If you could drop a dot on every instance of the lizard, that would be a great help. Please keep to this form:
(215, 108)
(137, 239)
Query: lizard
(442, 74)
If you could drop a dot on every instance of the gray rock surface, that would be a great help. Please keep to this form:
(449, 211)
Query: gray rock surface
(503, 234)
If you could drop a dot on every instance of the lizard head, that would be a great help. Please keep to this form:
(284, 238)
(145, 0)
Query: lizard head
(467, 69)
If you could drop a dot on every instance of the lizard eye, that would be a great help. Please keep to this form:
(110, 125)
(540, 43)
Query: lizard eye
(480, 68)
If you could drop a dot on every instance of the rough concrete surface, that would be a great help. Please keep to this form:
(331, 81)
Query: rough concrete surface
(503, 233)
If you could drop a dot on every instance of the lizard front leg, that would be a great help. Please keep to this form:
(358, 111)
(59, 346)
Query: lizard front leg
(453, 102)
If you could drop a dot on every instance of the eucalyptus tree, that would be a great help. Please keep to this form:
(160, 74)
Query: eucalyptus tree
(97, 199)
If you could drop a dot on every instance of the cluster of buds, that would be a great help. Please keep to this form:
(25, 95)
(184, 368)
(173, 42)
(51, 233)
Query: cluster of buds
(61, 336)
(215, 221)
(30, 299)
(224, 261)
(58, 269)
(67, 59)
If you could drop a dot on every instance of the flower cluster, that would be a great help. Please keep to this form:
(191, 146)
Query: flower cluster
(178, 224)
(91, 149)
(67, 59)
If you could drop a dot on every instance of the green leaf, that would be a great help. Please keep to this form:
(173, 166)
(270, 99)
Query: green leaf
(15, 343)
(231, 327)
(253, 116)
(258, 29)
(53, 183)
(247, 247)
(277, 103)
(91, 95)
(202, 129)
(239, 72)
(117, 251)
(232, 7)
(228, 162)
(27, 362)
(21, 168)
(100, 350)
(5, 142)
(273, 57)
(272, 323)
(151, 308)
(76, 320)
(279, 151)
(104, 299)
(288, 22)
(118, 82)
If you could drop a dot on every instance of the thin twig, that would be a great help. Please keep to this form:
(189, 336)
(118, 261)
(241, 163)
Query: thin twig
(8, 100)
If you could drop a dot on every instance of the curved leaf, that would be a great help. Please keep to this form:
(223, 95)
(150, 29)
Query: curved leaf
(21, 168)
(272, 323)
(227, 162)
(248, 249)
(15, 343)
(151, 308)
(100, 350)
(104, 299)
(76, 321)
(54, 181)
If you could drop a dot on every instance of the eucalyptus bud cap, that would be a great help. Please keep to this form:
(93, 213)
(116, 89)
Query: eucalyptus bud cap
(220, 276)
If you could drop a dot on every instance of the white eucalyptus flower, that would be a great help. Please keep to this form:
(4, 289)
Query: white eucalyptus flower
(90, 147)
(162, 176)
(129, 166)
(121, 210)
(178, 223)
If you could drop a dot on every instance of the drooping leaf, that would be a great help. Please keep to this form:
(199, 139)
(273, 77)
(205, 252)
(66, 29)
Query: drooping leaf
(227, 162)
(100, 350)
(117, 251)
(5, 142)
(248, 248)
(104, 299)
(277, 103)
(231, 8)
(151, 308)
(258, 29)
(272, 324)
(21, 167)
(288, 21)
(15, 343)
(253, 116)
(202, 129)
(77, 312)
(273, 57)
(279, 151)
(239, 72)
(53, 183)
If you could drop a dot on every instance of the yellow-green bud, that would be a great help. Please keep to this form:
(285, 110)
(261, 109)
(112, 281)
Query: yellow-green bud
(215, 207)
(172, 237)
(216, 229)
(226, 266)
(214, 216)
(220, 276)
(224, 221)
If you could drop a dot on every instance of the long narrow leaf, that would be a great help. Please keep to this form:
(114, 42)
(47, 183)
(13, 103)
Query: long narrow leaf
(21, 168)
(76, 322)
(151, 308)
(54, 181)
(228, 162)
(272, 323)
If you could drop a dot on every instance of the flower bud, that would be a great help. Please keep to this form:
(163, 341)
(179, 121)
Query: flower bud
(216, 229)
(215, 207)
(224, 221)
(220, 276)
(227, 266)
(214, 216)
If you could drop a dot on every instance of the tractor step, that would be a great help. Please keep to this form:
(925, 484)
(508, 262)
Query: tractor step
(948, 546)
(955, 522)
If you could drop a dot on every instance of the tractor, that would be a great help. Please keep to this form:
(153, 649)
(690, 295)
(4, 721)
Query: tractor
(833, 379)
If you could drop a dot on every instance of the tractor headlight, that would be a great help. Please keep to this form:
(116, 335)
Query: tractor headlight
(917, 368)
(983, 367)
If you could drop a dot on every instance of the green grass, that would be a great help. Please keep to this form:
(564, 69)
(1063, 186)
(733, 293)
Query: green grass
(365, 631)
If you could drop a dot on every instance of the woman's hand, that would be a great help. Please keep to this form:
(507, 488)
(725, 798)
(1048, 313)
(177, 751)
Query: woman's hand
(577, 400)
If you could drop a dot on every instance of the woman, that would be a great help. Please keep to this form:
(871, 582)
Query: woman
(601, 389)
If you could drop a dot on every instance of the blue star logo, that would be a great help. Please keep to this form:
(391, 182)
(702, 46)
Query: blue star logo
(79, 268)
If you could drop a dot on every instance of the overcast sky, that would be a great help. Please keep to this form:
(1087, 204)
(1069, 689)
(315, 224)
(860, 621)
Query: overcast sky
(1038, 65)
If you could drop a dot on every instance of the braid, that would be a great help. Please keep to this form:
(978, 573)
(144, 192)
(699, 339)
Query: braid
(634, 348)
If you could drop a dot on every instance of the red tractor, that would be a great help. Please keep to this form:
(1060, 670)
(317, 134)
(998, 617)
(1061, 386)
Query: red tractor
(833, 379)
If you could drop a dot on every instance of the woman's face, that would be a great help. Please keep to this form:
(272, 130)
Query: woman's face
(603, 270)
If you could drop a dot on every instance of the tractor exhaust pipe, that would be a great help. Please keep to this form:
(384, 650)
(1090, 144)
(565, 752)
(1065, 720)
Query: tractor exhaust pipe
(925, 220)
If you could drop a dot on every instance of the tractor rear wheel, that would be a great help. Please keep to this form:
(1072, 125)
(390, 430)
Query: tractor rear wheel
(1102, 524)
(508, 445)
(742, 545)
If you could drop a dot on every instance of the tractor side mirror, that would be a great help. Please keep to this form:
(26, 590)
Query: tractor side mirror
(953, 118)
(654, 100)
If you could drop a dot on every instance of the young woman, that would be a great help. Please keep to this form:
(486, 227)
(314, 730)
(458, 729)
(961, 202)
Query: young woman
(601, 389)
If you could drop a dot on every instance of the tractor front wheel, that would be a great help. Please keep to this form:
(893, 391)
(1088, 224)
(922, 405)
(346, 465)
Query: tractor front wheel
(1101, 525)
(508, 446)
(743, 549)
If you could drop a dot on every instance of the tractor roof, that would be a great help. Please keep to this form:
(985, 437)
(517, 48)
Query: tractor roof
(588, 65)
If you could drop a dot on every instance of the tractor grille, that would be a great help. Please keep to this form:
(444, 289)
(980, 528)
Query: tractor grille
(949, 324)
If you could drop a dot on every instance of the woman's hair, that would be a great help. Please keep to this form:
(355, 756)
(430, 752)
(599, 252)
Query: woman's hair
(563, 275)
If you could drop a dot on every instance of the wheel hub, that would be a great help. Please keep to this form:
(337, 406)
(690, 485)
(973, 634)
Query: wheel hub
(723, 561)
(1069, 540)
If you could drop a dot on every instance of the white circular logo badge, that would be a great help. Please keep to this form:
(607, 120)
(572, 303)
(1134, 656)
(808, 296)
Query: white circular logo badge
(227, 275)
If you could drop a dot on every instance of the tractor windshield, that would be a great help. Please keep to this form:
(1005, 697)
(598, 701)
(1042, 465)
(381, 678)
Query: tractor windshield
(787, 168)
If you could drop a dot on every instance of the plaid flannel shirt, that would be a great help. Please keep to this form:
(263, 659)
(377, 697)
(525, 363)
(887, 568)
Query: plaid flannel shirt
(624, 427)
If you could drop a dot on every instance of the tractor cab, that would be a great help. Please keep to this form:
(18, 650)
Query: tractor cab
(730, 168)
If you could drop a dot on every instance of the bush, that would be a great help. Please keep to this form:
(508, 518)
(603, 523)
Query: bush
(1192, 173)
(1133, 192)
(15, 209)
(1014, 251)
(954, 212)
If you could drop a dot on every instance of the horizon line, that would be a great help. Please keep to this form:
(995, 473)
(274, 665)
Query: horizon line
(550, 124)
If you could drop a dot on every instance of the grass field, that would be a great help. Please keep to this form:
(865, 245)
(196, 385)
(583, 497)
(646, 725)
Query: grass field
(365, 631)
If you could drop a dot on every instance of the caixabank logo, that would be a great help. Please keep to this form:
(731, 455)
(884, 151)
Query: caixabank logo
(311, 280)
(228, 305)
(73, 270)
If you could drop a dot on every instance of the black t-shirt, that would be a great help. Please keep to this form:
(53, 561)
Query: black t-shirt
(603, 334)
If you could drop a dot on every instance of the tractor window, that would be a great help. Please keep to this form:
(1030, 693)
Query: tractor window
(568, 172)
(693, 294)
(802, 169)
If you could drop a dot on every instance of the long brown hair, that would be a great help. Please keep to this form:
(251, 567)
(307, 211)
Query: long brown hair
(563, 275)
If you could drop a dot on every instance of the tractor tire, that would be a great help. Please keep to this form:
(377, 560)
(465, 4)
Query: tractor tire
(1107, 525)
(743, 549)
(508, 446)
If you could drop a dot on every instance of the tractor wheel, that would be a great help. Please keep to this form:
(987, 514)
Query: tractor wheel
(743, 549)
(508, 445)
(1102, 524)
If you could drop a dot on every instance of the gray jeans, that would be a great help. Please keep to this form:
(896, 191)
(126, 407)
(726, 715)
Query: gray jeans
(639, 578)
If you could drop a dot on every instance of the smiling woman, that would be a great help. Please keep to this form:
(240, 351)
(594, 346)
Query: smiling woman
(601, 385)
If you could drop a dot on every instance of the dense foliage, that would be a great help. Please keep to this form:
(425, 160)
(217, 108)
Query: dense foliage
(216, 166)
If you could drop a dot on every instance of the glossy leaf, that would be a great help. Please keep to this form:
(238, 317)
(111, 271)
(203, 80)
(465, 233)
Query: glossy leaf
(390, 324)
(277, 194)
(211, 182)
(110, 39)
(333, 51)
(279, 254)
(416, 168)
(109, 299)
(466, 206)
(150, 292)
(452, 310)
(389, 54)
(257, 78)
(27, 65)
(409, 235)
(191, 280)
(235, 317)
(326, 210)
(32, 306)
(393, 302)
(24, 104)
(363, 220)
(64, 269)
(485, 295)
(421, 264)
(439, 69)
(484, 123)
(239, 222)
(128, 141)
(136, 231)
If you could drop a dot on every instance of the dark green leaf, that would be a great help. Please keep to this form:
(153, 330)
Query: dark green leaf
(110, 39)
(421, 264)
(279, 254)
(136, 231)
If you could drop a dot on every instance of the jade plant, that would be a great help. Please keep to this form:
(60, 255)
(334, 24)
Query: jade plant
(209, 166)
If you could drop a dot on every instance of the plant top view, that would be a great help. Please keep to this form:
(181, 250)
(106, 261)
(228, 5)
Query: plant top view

■ **WORK INSTRUCTIONS**
Everything from the line with "gray jeans, that" through the last line of the material above should be echoed exactly, and nothing else.

■ **FINISHED TASK**
If you could drop a dot on every instance of the gray jeans, that would be a great help. Please keep to this form:
(896, 191)
(126, 407)
(726, 715)
Query: gray jeans
(639, 578)
If you could drop a dot on every instance of the smiling woman, that would be a great help. Please keep to this form:
(240, 351)
(594, 346)
Query: smiling woman
(601, 385)
If you could drop a dot on every instance of the dense foliage, that would be a great help. Please keep to this form:
(425, 160)
(217, 108)
Query: dense foliage
(216, 166)
If you could drop a dot on every instance of the glossy leaf, that would be a great help. Please keep to this form:
(238, 317)
(111, 271)
(203, 80)
(465, 233)
Query: glossy leaf
(390, 324)
(277, 194)
(211, 182)
(110, 39)
(333, 51)
(279, 254)
(416, 168)
(109, 299)
(466, 206)
(150, 292)
(452, 310)
(389, 54)
(257, 78)
(27, 65)
(409, 235)
(191, 280)
(235, 317)
(326, 210)
(32, 306)
(393, 302)
(24, 104)
(363, 220)
(64, 269)
(485, 295)
(421, 264)
(439, 69)
(484, 123)
(239, 222)
(128, 141)
(136, 231)
If you could drop a dot on every instance of the dark green leaf, that would be a great help. Please keep to this form:
(153, 330)
Query: dark green leaf
(110, 39)
(421, 264)
(279, 254)
(136, 231)
If you could drop a dot on every instance of the jade plant, that would be a great help. Please keep to this form:
(60, 255)
(334, 24)
Query: jade plant
(209, 166)
If you could drop a dot on every instance of the plant top view, that would be a great help. Please keep to this form:
(181, 250)
(106, 261)
(228, 5)
Query: plant top view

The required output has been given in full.